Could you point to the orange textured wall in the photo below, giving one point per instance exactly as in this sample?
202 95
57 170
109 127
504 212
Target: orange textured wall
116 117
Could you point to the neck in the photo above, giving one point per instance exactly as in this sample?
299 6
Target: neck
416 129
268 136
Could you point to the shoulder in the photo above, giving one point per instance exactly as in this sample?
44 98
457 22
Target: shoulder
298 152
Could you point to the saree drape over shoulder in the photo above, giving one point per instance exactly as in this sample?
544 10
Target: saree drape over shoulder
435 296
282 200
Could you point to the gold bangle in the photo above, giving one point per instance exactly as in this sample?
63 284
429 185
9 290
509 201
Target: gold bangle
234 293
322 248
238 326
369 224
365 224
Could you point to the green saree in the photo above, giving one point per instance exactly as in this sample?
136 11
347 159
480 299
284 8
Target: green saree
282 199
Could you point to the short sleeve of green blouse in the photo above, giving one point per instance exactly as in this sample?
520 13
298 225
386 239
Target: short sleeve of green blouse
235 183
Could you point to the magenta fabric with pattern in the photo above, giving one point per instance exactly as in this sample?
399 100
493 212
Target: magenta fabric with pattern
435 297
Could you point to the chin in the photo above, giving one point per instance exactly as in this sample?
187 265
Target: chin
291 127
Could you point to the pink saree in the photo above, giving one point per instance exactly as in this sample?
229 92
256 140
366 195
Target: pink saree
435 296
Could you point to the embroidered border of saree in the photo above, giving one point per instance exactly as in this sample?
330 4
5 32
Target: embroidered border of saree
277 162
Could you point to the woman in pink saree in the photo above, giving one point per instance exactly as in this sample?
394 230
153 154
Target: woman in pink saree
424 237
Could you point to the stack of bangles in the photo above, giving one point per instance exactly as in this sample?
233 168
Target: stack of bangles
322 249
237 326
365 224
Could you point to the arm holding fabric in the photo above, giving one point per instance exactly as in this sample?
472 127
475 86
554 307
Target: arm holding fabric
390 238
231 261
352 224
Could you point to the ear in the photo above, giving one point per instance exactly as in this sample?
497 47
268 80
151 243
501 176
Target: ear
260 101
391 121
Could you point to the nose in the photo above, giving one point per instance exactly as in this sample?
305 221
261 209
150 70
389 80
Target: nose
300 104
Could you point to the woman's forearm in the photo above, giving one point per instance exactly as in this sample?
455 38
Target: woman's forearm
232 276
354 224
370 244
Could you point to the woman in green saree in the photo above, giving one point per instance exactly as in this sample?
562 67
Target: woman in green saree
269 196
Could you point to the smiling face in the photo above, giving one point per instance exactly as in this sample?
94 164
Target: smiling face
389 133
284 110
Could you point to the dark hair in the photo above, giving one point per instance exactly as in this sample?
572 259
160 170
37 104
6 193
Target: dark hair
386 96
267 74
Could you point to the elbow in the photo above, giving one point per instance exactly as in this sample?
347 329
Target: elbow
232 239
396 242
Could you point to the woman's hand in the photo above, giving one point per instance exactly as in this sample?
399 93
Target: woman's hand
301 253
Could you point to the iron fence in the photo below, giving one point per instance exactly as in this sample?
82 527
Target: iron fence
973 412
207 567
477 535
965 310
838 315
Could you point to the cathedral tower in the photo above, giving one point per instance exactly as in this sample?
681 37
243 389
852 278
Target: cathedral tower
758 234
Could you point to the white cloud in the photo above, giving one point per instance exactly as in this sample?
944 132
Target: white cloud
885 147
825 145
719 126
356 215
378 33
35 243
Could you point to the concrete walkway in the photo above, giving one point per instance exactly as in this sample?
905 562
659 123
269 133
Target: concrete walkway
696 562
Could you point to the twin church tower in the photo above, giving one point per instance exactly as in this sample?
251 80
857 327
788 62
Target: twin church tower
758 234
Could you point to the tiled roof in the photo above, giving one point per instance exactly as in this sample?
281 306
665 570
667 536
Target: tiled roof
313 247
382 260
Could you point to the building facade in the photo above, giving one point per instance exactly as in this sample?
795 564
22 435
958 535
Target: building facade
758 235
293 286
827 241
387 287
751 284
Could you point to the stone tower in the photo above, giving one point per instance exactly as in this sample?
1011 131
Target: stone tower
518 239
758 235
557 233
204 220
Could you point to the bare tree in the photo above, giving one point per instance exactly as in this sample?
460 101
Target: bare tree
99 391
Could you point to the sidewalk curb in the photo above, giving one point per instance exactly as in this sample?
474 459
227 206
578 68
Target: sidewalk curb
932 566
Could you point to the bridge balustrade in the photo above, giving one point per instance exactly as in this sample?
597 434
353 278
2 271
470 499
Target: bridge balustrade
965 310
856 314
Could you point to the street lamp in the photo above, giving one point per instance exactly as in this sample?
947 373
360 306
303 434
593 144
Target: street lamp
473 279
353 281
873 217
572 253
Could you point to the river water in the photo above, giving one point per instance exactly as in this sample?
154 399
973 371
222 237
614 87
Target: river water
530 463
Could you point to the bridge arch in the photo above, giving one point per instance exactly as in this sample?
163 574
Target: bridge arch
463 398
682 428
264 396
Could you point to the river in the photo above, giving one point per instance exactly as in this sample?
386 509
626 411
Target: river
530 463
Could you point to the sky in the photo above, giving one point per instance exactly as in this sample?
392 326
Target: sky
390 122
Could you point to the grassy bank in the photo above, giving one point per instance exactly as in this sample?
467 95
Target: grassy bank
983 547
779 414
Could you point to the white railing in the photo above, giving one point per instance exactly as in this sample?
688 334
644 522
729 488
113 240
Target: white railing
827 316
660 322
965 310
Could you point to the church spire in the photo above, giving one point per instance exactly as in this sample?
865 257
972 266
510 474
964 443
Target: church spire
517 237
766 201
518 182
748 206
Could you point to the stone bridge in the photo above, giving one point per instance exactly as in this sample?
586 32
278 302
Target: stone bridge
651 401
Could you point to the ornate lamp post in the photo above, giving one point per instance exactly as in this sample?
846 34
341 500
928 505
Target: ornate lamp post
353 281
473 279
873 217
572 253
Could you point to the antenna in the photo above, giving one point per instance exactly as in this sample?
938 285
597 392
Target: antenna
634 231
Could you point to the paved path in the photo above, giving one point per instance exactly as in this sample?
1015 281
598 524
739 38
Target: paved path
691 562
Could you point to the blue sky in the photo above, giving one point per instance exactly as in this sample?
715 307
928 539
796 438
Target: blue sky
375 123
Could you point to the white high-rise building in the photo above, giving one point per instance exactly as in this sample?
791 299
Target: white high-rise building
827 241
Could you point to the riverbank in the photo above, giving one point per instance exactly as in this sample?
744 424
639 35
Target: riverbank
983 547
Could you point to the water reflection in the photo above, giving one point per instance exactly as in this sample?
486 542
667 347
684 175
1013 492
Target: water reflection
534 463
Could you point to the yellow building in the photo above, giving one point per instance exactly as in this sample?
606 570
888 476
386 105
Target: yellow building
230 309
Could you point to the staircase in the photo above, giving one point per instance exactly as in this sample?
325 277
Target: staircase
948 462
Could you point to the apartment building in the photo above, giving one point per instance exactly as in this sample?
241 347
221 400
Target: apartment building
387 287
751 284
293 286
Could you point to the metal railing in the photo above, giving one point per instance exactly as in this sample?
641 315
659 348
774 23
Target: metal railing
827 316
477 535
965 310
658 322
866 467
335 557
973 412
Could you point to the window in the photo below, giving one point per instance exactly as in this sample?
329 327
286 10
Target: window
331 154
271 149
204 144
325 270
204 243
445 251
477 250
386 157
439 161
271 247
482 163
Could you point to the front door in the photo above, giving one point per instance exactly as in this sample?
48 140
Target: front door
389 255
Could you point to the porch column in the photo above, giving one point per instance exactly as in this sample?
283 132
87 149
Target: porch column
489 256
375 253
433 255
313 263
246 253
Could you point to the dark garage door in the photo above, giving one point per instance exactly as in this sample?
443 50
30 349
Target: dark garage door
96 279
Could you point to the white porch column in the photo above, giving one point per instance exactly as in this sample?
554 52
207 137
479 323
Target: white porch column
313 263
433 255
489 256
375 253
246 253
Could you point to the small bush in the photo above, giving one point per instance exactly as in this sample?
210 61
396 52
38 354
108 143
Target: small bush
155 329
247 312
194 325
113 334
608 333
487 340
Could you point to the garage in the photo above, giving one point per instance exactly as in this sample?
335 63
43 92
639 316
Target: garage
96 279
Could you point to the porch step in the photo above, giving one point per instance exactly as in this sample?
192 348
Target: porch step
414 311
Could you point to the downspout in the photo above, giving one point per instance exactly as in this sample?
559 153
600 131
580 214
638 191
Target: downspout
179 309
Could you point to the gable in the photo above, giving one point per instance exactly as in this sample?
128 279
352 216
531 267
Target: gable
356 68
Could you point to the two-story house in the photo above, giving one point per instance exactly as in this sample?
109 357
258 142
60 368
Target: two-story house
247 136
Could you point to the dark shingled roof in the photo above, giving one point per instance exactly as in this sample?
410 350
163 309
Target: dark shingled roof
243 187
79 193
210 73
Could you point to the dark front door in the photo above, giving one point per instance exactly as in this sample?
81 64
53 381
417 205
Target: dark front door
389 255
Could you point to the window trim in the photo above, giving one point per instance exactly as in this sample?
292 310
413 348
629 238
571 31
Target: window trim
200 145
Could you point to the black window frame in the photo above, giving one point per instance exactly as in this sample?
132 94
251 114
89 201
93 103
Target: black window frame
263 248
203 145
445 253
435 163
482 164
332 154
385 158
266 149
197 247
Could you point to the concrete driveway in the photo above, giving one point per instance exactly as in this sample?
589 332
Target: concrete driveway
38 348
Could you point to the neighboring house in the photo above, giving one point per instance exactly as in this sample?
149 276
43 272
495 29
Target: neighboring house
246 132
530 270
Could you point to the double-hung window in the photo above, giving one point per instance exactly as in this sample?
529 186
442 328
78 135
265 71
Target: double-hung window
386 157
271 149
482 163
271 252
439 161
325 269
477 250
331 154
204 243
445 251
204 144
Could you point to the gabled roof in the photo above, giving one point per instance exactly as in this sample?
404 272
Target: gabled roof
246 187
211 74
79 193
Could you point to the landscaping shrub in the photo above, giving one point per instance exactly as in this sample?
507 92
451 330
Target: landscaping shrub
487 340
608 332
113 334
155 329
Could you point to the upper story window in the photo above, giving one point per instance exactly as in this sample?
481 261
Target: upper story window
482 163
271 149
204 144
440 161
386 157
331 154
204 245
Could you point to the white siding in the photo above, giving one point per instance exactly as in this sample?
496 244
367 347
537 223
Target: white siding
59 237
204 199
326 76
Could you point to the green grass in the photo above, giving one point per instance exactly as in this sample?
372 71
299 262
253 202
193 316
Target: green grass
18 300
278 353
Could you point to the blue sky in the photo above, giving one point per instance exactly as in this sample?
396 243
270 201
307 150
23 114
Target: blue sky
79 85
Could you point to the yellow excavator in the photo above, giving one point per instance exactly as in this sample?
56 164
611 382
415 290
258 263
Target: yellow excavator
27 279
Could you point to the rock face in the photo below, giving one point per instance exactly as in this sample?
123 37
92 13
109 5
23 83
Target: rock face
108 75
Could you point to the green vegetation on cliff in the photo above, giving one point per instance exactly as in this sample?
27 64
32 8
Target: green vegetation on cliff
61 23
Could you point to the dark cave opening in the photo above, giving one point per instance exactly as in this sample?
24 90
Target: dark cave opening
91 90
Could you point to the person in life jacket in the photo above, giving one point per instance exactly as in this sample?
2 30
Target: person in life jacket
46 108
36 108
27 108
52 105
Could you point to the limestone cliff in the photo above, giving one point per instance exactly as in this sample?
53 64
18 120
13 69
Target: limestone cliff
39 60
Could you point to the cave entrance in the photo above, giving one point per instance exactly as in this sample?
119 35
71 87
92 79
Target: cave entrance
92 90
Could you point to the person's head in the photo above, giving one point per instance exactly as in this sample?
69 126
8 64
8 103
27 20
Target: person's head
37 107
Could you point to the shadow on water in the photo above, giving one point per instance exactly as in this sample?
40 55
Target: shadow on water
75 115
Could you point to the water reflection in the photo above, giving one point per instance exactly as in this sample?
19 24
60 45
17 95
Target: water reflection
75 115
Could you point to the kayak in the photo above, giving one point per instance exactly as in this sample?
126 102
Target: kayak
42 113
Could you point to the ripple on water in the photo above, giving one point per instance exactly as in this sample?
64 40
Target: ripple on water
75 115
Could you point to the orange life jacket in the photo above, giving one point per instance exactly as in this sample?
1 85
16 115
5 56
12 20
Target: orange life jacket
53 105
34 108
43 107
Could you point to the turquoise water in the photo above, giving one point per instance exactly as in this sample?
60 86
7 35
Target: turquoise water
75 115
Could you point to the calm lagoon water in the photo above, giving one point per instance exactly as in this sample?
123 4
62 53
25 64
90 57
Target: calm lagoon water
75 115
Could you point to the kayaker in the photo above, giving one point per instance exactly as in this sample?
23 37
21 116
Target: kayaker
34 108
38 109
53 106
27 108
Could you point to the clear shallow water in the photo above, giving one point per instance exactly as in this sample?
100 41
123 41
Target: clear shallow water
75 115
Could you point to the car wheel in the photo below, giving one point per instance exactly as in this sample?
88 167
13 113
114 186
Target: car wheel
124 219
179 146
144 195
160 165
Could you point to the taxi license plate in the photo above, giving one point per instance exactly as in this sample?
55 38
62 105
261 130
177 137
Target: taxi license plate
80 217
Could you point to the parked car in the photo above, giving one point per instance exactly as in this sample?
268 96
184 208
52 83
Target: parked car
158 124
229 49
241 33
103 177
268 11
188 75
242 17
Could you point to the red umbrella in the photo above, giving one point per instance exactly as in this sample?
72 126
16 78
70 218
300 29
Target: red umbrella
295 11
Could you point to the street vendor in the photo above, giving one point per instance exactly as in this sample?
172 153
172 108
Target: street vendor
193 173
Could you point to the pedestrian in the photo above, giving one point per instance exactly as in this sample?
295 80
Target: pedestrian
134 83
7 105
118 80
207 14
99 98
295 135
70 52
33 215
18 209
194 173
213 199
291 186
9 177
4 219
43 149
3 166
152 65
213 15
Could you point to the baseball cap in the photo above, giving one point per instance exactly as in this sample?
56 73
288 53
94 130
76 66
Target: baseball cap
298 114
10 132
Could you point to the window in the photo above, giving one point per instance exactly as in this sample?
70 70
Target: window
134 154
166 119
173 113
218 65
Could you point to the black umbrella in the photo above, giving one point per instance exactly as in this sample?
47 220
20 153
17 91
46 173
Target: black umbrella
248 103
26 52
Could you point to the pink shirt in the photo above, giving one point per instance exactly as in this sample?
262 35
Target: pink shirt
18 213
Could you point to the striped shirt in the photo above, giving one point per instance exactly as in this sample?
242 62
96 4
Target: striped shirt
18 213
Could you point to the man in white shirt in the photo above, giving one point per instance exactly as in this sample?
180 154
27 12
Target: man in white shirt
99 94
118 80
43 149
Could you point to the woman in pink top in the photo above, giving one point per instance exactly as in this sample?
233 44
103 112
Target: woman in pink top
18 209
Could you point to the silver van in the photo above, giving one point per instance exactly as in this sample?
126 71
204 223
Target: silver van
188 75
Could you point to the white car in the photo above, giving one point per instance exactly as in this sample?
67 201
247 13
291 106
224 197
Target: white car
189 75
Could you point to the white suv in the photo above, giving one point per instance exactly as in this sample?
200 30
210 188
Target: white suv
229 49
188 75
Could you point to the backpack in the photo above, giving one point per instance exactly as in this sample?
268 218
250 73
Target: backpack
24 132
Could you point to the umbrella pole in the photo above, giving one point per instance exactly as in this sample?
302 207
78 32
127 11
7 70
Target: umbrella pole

**SET PROBLEM:** Set down only these lines, exactly: the line containing "Could you point to the man" and each line after it, through the end of the listing.

**ANSWER TO THE PROBLEM:**
Could you point to the man in white shirt in the photo above, giving one point per instance exactly as in this sample?
180 154
27 12
Target: man in white shirt
99 94
118 80
43 149
Could you point to the woman in pink top in the photo above, giving one point per instance exactly as in this sample?
233 44
103 112
Target: woman in pink top
18 209
Could you point to the silver van in the photo above, giving one point per instance exactly as in this sample?
126 71
204 223
Target: silver van
188 75
Could you point to the white car in the photo above, giving one point per instance exactly as in this sample?
67 201
247 13
291 106
224 197
Target: white car
189 75
Could you point to the white suv in the photo above, giving one point per instance exactly as in this sample?
200 30
210 188
Target: white suv
229 49
188 75
Could you point to the backpack in the photo above, giving one point per instance exactly as in this sample?
268 218
250 73
Target: backpack
24 132
Could you point to the umbrella pole in the photo above, giving one point per instance exactly as in this sample?
302 207
78 32
127 11
7 70
Target: umbrella pole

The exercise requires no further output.